Written problem
Pictures do not belong in the copy; transcribe everything else in the records exactly.

------ Material provided

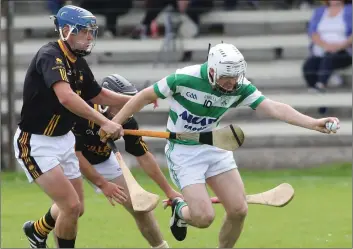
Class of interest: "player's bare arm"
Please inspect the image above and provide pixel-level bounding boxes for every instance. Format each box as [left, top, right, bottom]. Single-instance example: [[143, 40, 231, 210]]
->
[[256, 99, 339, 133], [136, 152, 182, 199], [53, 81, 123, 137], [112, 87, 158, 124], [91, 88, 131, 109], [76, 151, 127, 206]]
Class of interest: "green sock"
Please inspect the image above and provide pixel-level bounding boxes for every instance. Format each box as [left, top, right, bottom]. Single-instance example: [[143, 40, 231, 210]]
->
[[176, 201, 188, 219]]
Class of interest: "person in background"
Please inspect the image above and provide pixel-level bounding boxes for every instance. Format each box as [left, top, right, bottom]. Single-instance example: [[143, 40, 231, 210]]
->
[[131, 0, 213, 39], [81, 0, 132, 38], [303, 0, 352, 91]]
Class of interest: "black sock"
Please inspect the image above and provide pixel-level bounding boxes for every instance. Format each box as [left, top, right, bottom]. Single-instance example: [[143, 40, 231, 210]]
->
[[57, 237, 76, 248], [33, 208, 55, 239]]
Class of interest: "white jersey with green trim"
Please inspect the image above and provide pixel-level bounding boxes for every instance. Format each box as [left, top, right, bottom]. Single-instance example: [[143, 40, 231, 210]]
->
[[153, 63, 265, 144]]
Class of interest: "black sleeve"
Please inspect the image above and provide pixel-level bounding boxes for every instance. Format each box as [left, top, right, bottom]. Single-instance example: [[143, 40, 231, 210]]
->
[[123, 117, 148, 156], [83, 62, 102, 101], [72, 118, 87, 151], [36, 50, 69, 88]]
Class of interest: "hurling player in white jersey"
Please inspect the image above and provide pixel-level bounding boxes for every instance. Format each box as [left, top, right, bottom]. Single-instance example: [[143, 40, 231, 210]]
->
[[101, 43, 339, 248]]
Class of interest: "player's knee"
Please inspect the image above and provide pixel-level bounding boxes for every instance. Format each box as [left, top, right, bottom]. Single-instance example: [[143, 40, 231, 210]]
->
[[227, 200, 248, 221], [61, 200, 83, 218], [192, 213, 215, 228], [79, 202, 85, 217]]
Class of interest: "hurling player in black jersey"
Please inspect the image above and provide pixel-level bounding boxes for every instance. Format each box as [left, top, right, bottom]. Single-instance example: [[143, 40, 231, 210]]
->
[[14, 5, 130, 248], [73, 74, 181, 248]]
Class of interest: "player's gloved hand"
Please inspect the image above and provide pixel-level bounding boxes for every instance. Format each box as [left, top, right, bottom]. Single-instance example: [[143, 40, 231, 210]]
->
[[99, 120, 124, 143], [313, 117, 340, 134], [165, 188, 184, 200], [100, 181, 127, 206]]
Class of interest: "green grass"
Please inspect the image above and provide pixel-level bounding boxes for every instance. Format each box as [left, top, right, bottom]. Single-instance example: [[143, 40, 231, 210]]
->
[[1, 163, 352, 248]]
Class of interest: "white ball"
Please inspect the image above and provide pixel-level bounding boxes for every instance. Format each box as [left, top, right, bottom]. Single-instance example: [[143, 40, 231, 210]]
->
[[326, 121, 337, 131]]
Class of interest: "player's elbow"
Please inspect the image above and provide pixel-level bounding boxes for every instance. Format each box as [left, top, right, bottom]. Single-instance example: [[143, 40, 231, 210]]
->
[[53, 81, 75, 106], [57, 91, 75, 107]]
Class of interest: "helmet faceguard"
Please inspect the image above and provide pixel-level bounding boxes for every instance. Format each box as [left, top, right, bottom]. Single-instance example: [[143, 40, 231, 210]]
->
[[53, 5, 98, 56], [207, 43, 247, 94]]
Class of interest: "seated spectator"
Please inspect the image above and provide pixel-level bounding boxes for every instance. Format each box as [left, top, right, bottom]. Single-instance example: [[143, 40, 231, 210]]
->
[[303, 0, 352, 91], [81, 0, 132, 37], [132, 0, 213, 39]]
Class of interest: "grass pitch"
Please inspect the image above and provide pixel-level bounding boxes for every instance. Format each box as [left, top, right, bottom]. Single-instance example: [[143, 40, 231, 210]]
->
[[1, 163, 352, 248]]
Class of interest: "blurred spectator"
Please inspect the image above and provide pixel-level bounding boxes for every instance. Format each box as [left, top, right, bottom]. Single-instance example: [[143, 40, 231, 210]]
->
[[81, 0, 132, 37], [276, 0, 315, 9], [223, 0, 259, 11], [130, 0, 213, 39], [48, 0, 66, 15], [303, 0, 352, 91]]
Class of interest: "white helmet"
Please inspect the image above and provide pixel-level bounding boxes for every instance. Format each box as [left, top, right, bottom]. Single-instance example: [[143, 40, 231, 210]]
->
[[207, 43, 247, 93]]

------------

Answer to the exercise
Class of interest: "player's bare arm"
Please inspect the image above and provide pixel-level bounding boxes for every instance. Format each box as [left, top, right, bottom]. Single-instance example: [[143, 40, 231, 210]]
->
[[256, 99, 339, 133], [136, 152, 182, 199], [53, 81, 123, 137], [112, 87, 158, 124], [91, 88, 131, 109], [76, 151, 127, 206]]
Class of interest: "green sock"
Please inspect the image above and provide pixel-level bounding boxes for every instance. Format each box as [left, top, right, bottom]. Single-instance example: [[143, 40, 231, 210]]
->
[[176, 201, 188, 219]]
Class of interest: "person in background"
Please inspect the image above and provide pixel-level bounding boxes for every instance. Format each box as [left, top, right, bottom]. Single-instance example: [[143, 40, 231, 210]]
->
[[131, 0, 213, 39], [81, 0, 132, 38], [303, 0, 352, 91]]
Class of interest: "black sock"
Please inspect the image above and provide pixel-level bounding boxes for every instance. Format each box as [left, top, right, bottom]. Single-instance example: [[143, 40, 231, 210]]
->
[[57, 237, 76, 248], [33, 208, 55, 239]]
Class of interest: "white jersey with green trim"
Please inspect the image above and provide pixel-level bounding boxes for every instance. Format each box as [left, top, right, bottom]. Single-instance example: [[143, 40, 231, 210]]
->
[[153, 63, 265, 144]]
Class of interest: "black sleeve"
Please inspect the image above and provide pixel-level bounding boxes for every instance. Format each box as [left, top, right, bottom]. Single-instance example: [[143, 40, 231, 210]]
->
[[123, 117, 148, 156], [83, 62, 102, 101], [72, 118, 87, 151], [36, 50, 69, 88]]
Class of interest: "hurling player in white jersey"
Please inspect the image above and provide pixel-level bounding boxes for every instance. Format each box as [left, top, right, bottom]. Single-instance example: [[143, 40, 231, 210]]
->
[[101, 43, 339, 248]]
Class of interest: "player's knee"
Please inspect the image above and provide pixel-level bounding boxes for every instance. Format each box as [left, top, right, bottom]. Single-instance example: [[143, 40, 231, 210]]
->
[[227, 200, 248, 221], [61, 200, 83, 218], [192, 213, 215, 228], [79, 202, 85, 217]]
Class of interest: "hurling player in black jersey"
Please inspect the image above and provide pixel-level bounding boxes for every instance. Format each box as [left, top, right, bottom]. Single-instance example: [[143, 40, 231, 210]]
->
[[14, 5, 130, 248], [73, 74, 181, 248]]
Class of interest: "player's gloved hand"
Please inspect the image above and provide pixel-level bounding boxes for every instance. Format each box as [left, top, right, bottom]. Single-instance example: [[143, 40, 231, 210]]
->
[[99, 120, 124, 143], [313, 117, 340, 134], [165, 188, 184, 200], [100, 181, 127, 206]]
Class of interest: "green grass"
Please inspect the image above and provide pixel-level bounding boxes for every instance. Format each box as [left, top, right, bottom]. Single-instance example: [[143, 40, 231, 210]]
->
[[1, 163, 352, 248]]
Class of interest: "white ball"
Please inspect the image above and provide pixel-level bounding boxes for every instance. Format each box as [left, top, right, bottom]. Single-instance example: [[143, 40, 231, 210]]
->
[[326, 121, 337, 131]]
Class of interest: "player's elbow"
Please inspect the image above and provide pixel-level bounding boxes for every instance. Format each box as [left, top, right, bottom]. Single-instance example: [[143, 40, 231, 210]]
->
[[53, 81, 75, 106], [57, 91, 75, 107]]
Class of interest: "helmet faceguard"
Please inspect the image above and provide pixel-level bounding boxes for every instance. Format each box as [left, top, right, bottom]. Single-instance example: [[143, 40, 231, 210]]
->
[[53, 5, 98, 56], [207, 43, 247, 94]]
Class of interest: "seated spectator"
Please inspect the image above and provide pixel-level bounding boxes for every instance. Format each box as [left, top, right, bottom]. Single-instance example: [[143, 40, 231, 210]]
->
[[303, 0, 352, 91], [81, 0, 132, 37], [132, 0, 213, 39]]
Class of interest: "grass pitch"
Please inspect the image above and provide pixel-level bounding boxes for every instance. Format each box as [left, top, right, bottom]. Single-instance example: [[143, 40, 231, 210]]
->
[[1, 163, 352, 248]]
Class of interest: "blurred spectator"
Please inspect the image above and provide pixel-level bounding boxes for every instance. Format each box as [left, top, right, bottom]. Single-instance example: [[143, 40, 231, 210]]
->
[[81, 0, 132, 37], [276, 0, 315, 9], [223, 0, 259, 11], [130, 0, 213, 39], [48, 0, 66, 15], [303, 0, 352, 91]]
Class of interest: "white helmet"
Please inspect the image above and provide pixel-level bounding boxes for every instance. Format each box as [left, top, right, bottom]. Single-instance example: [[143, 40, 231, 210]]
->
[[207, 43, 247, 93]]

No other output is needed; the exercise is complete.